[Object pointing dataset rows]
- - - - - - -
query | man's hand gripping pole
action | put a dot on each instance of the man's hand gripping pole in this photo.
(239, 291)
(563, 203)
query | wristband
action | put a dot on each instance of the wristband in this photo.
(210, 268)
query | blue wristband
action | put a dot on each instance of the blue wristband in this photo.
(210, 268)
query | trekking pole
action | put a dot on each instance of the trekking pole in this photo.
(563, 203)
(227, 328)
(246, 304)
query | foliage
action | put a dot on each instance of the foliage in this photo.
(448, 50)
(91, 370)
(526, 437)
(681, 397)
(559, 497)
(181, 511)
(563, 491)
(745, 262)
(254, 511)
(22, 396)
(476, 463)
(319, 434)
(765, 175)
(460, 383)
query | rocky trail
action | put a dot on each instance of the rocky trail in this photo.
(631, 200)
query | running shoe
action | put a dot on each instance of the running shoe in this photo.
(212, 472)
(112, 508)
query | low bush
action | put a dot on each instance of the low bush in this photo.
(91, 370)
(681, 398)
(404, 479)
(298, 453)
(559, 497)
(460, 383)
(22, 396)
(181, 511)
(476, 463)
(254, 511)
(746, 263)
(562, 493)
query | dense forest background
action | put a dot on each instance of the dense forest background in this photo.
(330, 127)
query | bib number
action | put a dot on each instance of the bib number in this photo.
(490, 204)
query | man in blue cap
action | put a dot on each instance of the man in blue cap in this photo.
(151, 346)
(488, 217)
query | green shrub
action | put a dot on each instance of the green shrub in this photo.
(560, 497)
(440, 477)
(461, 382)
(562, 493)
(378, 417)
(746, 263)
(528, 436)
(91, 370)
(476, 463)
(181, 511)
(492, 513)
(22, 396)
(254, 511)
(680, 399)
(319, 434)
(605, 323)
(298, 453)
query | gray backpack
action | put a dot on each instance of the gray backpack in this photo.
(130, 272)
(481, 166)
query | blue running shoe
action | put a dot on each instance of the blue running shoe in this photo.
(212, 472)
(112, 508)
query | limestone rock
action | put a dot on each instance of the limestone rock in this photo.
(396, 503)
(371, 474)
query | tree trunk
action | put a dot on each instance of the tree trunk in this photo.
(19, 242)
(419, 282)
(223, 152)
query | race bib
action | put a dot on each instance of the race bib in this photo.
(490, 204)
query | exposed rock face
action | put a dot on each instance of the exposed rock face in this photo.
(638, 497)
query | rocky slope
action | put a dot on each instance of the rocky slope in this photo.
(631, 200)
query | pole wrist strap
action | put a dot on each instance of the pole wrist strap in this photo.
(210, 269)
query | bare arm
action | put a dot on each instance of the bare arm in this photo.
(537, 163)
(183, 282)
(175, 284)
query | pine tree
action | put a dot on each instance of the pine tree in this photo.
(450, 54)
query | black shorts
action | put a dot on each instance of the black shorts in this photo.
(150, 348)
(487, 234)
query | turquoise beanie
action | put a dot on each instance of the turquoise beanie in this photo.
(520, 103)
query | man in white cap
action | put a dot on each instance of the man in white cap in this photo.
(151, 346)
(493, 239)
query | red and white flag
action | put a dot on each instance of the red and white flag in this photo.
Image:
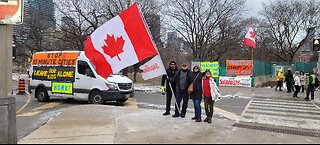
(153, 68)
(249, 39)
(121, 42)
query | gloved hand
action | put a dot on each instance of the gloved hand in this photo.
(163, 89)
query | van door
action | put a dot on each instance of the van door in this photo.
(84, 78)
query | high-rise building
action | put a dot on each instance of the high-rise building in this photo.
(42, 8)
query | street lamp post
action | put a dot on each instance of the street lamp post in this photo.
(8, 132)
(316, 47)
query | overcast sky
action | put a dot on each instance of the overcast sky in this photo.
(253, 7)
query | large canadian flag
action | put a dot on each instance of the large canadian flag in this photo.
(249, 39)
(153, 68)
(121, 42)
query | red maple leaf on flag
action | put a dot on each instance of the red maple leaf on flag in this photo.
(113, 47)
(252, 34)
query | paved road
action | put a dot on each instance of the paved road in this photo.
(34, 114)
(276, 108)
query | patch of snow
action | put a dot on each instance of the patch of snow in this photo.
(16, 76)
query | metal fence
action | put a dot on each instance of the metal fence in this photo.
(262, 68)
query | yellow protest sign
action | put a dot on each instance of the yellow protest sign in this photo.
(212, 66)
(62, 88)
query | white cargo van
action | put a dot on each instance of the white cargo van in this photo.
(70, 74)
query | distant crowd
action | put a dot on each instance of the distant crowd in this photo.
(297, 82)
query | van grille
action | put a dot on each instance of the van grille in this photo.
(125, 86)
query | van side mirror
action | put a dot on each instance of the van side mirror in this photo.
(89, 73)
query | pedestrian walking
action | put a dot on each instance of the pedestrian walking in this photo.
(297, 84)
(210, 93)
(289, 80)
(181, 79)
(196, 95)
(171, 71)
(311, 86)
(280, 79)
(302, 81)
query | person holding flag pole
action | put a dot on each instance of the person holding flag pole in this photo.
(155, 68)
(249, 41)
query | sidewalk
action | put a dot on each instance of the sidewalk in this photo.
(106, 124)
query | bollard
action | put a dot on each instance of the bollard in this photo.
(21, 87)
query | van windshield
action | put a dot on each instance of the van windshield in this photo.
(94, 67)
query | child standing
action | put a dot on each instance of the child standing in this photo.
(210, 93)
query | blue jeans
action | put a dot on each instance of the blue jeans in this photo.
(197, 108)
(182, 95)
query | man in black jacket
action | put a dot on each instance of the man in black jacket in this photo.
(289, 80)
(171, 71)
(182, 81)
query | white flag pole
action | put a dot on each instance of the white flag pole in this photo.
(151, 37)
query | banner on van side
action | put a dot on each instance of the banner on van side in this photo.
(55, 59)
(65, 74)
(62, 88)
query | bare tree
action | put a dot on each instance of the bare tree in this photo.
(287, 22)
(203, 23)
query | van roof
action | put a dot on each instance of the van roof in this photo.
(59, 51)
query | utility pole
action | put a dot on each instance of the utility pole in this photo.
(8, 131)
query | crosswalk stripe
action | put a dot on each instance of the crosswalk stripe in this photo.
(131, 103)
(282, 103)
(281, 100)
(273, 113)
(283, 121)
(286, 110)
(40, 109)
(286, 107)
(281, 112)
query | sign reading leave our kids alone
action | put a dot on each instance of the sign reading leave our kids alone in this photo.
(212, 66)
(239, 67)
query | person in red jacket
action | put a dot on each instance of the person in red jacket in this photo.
(210, 93)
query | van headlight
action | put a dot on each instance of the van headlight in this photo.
(112, 86)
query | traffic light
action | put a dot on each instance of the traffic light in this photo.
(316, 44)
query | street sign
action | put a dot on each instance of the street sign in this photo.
(11, 11)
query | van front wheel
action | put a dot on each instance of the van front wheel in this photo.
(42, 95)
(96, 98)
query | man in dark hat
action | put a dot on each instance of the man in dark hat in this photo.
(171, 71)
(182, 81)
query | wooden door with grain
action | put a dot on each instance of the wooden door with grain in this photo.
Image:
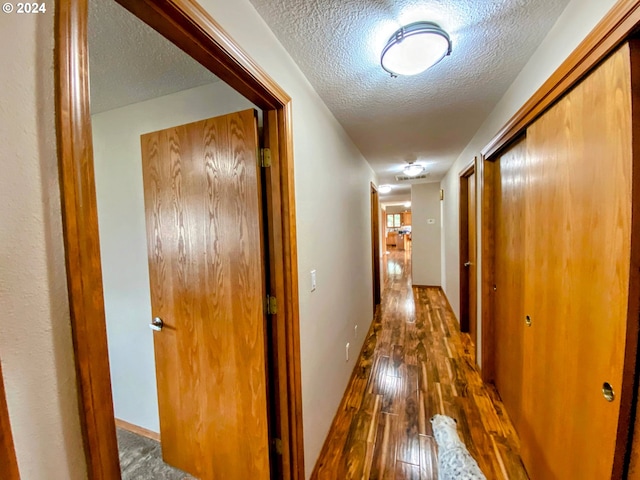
(206, 265)
(509, 223)
(577, 234)
(473, 270)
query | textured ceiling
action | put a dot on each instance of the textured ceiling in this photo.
(130, 62)
(429, 117)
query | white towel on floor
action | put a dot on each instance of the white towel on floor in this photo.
(454, 460)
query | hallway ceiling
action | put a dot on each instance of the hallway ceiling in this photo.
(429, 117)
(130, 62)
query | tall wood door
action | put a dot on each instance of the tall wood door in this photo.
(578, 232)
(206, 265)
(509, 222)
(473, 270)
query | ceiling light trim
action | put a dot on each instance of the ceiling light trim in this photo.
(413, 31)
(413, 170)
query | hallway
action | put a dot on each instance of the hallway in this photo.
(415, 364)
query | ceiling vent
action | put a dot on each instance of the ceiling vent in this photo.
(422, 178)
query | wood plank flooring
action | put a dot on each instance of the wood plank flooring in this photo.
(415, 363)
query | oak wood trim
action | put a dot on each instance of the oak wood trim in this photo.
(143, 432)
(375, 246)
(626, 456)
(486, 180)
(463, 243)
(289, 292)
(444, 295)
(7, 449)
(191, 28)
(82, 247)
(609, 33)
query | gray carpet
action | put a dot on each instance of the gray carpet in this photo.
(141, 459)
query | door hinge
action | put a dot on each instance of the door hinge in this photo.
(277, 444)
(272, 305)
(265, 157)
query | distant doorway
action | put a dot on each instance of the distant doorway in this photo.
(468, 272)
(375, 246)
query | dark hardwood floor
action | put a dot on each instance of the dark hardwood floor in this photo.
(415, 363)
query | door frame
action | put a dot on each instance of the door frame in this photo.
(7, 448)
(190, 27)
(465, 278)
(375, 246)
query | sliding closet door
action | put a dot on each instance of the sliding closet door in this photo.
(577, 235)
(509, 224)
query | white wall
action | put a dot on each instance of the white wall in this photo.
(35, 333)
(425, 236)
(333, 228)
(575, 23)
(123, 244)
(334, 231)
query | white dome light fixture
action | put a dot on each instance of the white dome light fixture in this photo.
(414, 48)
(413, 170)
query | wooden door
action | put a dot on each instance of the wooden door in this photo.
(577, 234)
(203, 212)
(375, 246)
(509, 321)
(467, 240)
(473, 271)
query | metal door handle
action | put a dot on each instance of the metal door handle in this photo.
(156, 324)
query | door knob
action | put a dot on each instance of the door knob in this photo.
(156, 324)
(607, 392)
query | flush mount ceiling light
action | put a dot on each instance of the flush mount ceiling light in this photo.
(414, 48)
(413, 170)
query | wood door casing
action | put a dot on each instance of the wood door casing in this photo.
(375, 247)
(473, 266)
(8, 461)
(509, 221)
(206, 264)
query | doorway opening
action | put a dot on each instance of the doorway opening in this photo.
(468, 269)
(194, 31)
(375, 246)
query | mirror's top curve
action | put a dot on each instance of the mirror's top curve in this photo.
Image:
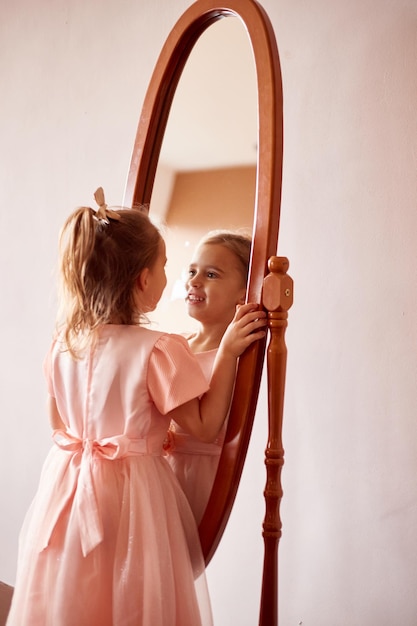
(150, 133)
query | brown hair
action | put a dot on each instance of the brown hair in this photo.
(238, 243)
(100, 260)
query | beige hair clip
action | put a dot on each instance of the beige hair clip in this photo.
(103, 213)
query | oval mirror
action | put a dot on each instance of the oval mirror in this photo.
(140, 182)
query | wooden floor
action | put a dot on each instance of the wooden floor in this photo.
(6, 593)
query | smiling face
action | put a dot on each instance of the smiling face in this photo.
(215, 285)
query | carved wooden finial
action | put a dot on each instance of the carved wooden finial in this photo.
(278, 288)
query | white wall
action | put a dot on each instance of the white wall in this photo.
(73, 76)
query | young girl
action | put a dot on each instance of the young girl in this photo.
(110, 539)
(216, 284)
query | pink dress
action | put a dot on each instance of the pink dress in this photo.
(194, 462)
(110, 539)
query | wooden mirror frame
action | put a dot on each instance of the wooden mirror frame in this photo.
(139, 186)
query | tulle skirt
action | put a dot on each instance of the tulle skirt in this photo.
(147, 569)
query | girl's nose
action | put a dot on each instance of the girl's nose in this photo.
(194, 281)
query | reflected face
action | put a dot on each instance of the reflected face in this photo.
(215, 285)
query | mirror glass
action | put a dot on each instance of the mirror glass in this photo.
(206, 174)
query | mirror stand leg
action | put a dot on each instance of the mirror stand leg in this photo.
(277, 299)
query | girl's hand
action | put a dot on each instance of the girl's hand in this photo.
(247, 326)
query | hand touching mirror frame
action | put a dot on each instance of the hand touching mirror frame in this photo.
(139, 186)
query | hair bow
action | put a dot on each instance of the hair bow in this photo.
(103, 213)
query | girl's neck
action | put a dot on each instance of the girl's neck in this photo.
(206, 338)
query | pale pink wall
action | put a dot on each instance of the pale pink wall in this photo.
(74, 76)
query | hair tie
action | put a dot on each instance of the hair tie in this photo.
(103, 214)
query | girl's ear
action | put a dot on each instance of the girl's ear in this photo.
(142, 280)
(242, 296)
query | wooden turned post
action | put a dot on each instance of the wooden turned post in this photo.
(277, 298)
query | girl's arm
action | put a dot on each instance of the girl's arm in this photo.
(203, 418)
(54, 416)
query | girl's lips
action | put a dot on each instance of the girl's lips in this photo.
(192, 298)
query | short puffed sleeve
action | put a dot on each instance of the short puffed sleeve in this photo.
(174, 374)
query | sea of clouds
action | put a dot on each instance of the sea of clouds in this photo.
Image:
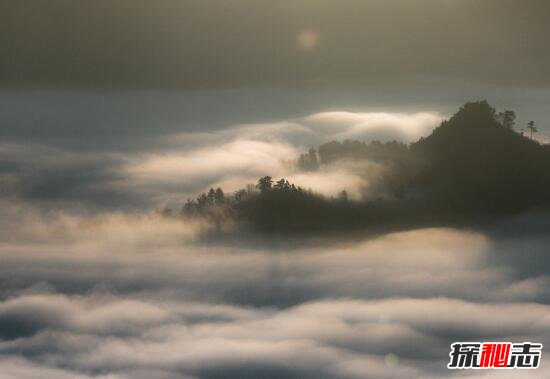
(140, 296)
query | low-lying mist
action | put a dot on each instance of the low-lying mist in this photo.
(122, 295)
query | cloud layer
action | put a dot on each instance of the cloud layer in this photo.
(120, 296)
(179, 165)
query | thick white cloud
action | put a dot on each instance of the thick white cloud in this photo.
(121, 296)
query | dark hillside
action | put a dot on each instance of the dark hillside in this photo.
(477, 164)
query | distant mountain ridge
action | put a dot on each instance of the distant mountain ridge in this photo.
(477, 163)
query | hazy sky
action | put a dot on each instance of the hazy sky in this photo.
(233, 43)
(112, 109)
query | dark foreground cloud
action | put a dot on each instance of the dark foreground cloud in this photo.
(198, 44)
(128, 296)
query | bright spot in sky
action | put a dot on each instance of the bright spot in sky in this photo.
(307, 39)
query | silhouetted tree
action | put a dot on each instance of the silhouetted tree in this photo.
(265, 184)
(282, 185)
(507, 119)
(532, 128)
(211, 196)
(219, 197)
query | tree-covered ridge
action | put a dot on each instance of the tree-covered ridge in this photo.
(472, 164)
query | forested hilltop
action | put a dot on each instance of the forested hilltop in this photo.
(474, 164)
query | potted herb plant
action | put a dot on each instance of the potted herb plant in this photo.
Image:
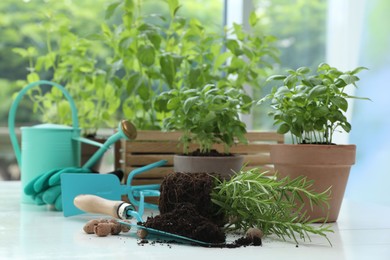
(251, 200)
(206, 117)
(312, 108)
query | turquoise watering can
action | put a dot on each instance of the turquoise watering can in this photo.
(46, 146)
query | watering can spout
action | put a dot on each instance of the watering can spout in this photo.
(128, 129)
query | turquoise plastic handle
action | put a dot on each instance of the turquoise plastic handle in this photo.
(12, 113)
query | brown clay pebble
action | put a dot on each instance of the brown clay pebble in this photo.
(102, 229)
(89, 227)
(142, 233)
(125, 228)
(115, 228)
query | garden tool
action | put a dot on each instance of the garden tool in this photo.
(108, 187)
(46, 187)
(45, 146)
(125, 211)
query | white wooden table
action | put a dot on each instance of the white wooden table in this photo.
(36, 232)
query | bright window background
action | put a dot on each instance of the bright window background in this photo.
(370, 177)
(346, 33)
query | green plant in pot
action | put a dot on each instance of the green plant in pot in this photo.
(164, 51)
(206, 116)
(312, 108)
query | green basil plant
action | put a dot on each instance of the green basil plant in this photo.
(206, 116)
(312, 107)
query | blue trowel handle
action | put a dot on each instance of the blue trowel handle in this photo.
(98, 205)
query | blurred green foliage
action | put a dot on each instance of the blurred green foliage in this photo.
(300, 26)
(29, 27)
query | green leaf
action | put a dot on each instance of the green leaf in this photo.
(144, 92)
(283, 129)
(348, 79)
(189, 103)
(358, 69)
(303, 70)
(276, 77)
(133, 82)
(340, 102)
(253, 19)
(233, 46)
(317, 91)
(168, 68)
(32, 77)
(111, 9)
(146, 55)
(173, 103)
(173, 7)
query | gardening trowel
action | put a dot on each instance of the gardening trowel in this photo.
(107, 186)
(122, 210)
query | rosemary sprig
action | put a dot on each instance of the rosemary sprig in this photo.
(257, 199)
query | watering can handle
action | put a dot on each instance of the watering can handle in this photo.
(12, 113)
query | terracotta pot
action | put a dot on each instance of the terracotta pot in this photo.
(327, 165)
(222, 165)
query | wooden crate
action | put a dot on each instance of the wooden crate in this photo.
(152, 146)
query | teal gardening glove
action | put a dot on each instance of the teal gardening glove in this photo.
(46, 188)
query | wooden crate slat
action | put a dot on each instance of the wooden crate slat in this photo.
(146, 181)
(257, 136)
(152, 146)
(135, 160)
(146, 135)
(174, 147)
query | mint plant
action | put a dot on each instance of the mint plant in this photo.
(154, 53)
(312, 107)
(136, 56)
(206, 116)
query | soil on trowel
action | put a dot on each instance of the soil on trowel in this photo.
(212, 152)
(184, 220)
(186, 209)
(194, 188)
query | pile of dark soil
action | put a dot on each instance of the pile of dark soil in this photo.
(194, 188)
(186, 209)
(184, 220)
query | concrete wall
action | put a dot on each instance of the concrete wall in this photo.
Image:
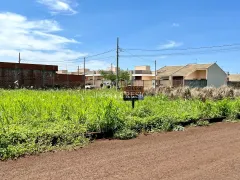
(216, 76)
(148, 78)
(199, 74)
(165, 83)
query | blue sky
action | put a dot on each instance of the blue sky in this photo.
(62, 32)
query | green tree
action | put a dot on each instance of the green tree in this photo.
(123, 75)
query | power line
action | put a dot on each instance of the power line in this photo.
(187, 53)
(101, 53)
(191, 48)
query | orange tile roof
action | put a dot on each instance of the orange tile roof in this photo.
(234, 77)
(168, 70)
(190, 68)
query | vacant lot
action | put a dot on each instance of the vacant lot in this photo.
(198, 153)
(38, 121)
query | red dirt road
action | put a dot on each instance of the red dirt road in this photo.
(198, 153)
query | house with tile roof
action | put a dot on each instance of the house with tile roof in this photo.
(193, 75)
(234, 80)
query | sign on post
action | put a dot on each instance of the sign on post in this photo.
(133, 93)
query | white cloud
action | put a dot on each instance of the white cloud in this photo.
(170, 44)
(59, 6)
(97, 65)
(35, 40)
(175, 25)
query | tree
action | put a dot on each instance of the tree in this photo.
(124, 75)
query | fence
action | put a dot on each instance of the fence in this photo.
(14, 75)
(196, 83)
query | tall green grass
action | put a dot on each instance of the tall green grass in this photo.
(34, 121)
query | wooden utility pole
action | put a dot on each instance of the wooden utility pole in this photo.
(117, 73)
(84, 63)
(19, 58)
(155, 74)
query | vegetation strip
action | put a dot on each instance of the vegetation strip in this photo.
(37, 121)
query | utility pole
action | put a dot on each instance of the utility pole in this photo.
(117, 63)
(19, 58)
(155, 74)
(84, 63)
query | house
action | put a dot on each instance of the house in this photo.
(234, 80)
(193, 75)
(143, 76)
(14, 75)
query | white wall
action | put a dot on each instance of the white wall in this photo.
(216, 76)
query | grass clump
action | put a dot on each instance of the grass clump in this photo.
(125, 134)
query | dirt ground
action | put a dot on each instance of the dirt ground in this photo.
(197, 153)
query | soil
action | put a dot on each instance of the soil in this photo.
(195, 154)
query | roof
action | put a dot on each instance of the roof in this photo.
(234, 77)
(190, 68)
(168, 70)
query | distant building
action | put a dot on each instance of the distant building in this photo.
(234, 80)
(193, 75)
(13, 75)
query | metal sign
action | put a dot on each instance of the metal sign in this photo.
(133, 93)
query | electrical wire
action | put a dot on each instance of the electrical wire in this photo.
(185, 49)
(186, 53)
(100, 53)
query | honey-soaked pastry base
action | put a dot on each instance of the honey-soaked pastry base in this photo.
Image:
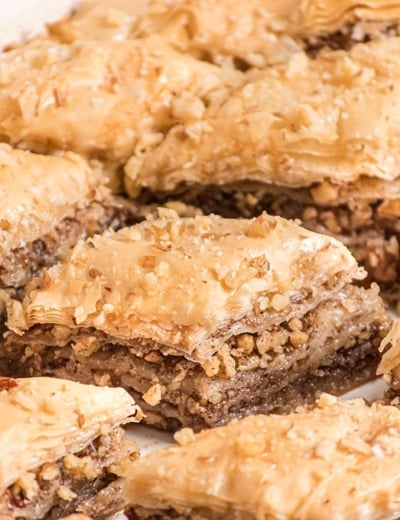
(363, 215)
(107, 99)
(83, 482)
(336, 459)
(333, 119)
(19, 267)
(331, 348)
(62, 447)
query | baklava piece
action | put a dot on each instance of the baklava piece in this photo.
(21, 21)
(62, 448)
(202, 319)
(333, 460)
(256, 33)
(389, 366)
(47, 204)
(316, 140)
(105, 99)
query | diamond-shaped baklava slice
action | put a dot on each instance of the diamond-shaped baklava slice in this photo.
(334, 460)
(104, 99)
(202, 319)
(316, 140)
(47, 203)
(62, 448)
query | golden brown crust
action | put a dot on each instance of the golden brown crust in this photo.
(337, 460)
(258, 32)
(334, 118)
(38, 191)
(188, 283)
(103, 99)
(43, 419)
(25, 19)
(390, 347)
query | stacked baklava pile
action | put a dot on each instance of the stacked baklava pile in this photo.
(199, 207)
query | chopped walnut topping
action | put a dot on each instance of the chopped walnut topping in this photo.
(153, 395)
(65, 493)
(7, 383)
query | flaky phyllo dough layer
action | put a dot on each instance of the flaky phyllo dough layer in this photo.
(227, 276)
(335, 118)
(253, 33)
(104, 99)
(335, 460)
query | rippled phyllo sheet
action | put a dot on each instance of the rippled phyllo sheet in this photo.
(102, 99)
(62, 448)
(335, 118)
(334, 460)
(242, 34)
(47, 203)
(315, 140)
(202, 319)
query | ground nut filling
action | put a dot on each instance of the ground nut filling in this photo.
(70, 484)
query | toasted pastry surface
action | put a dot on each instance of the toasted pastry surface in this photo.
(44, 419)
(255, 33)
(38, 191)
(102, 99)
(336, 460)
(332, 119)
(188, 283)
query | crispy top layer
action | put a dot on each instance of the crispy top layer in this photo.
(390, 346)
(24, 19)
(332, 118)
(337, 460)
(37, 192)
(44, 419)
(189, 283)
(104, 99)
(260, 32)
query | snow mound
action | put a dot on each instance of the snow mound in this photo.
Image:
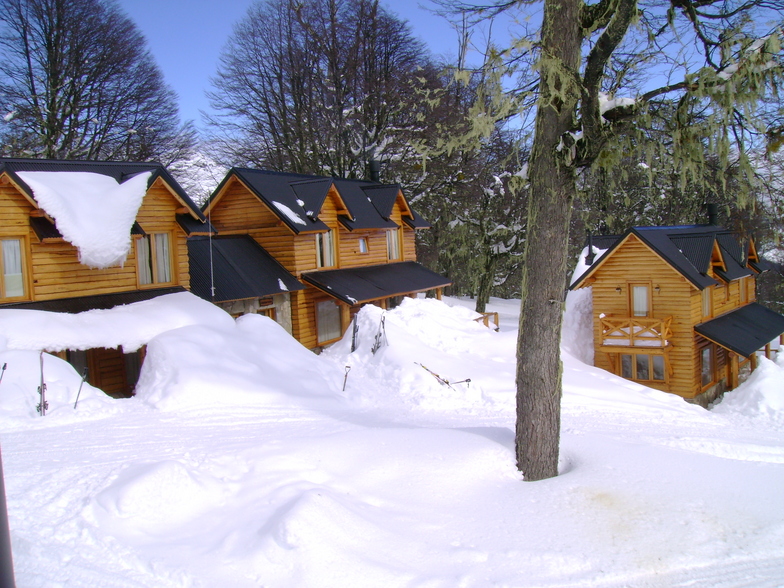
(427, 356)
(153, 499)
(761, 395)
(254, 361)
(92, 211)
(129, 326)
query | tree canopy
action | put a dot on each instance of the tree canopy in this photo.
(77, 82)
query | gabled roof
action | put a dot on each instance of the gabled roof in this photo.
(363, 284)
(689, 249)
(298, 198)
(239, 267)
(745, 329)
(98, 301)
(119, 170)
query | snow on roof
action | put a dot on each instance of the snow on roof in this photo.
(92, 211)
(129, 326)
(290, 214)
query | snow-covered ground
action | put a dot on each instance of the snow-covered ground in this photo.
(243, 462)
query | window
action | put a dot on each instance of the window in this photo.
(325, 249)
(707, 301)
(641, 300)
(12, 283)
(327, 321)
(642, 367)
(154, 258)
(393, 244)
(707, 366)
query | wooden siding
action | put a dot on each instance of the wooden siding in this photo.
(54, 270)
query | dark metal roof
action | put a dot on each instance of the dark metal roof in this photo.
(688, 249)
(745, 329)
(363, 284)
(297, 199)
(382, 197)
(100, 301)
(119, 170)
(241, 268)
(191, 226)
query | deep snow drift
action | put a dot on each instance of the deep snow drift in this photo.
(242, 461)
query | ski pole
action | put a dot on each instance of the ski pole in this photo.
- - - - - - -
Starting at the line that contains "query | toasted pastry surface", restate each line verbatim through the final line of the listing, skipping all pictures.

§ **THE RESULT**:
query | toasted pastry surface
action | put a dot on each instance of the toasted pastry surface in this photo.
(44, 419)
(255, 33)
(38, 191)
(102, 99)
(336, 460)
(332, 119)
(188, 283)
query | crispy top layer
action | put a dot on each instance of the crispy top layer in this photo.
(390, 346)
(24, 19)
(332, 118)
(337, 460)
(37, 192)
(44, 419)
(189, 283)
(104, 99)
(260, 32)
query | snow mound
action | put a dot on each instance of the snow mound in this photo.
Image:
(427, 356)
(153, 499)
(761, 395)
(254, 361)
(92, 211)
(129, 326)
query | tree canopy
action | put a dot on each instance of the tree canopy in this photo.
(77, 82)
query | gabled roof
action | put a dot on each instance of the gabled roof in this photo.
(363, 284)
(689, 249)
(298, 198)
(239, 267)
(745, 329)
(98, 301)
(119, 170)
query | snow on roof
action | put a dot on each instance of the snow on roof in this photo.
(92, 211)
(129, 326)
(290, 214)
query | snow-covered ground
action | put a dot on each instance of the snow-covered ground in this photo.
(243, 462)
query | window
action | put a dot on each instance of the window in this photo.
(325, 249)
(707, 301)
(641, 300)
(12, 283)
(327, 321)
(642, 367)
(154, 258)
(393, 244)
(707, 366)
query | wooden siding
action | put a dot on each instance of the wooden siding in this photo.
(54, 270)
query | dark metal roof
action | put a dot on each instance of the dark metal roof in this photo.
(688, 249)
(745, 329)
(363, 284)
(297, 199)
(382, 197)
(100, 301)
(119, 170)
(241, 268)
(191, 226)
query | deep snow drift
action | put a dot on each instance of the deep snow drift in this photo.
(242, 461)
query | ski pole
action | put a dot on each instance of the ski pole in this photo.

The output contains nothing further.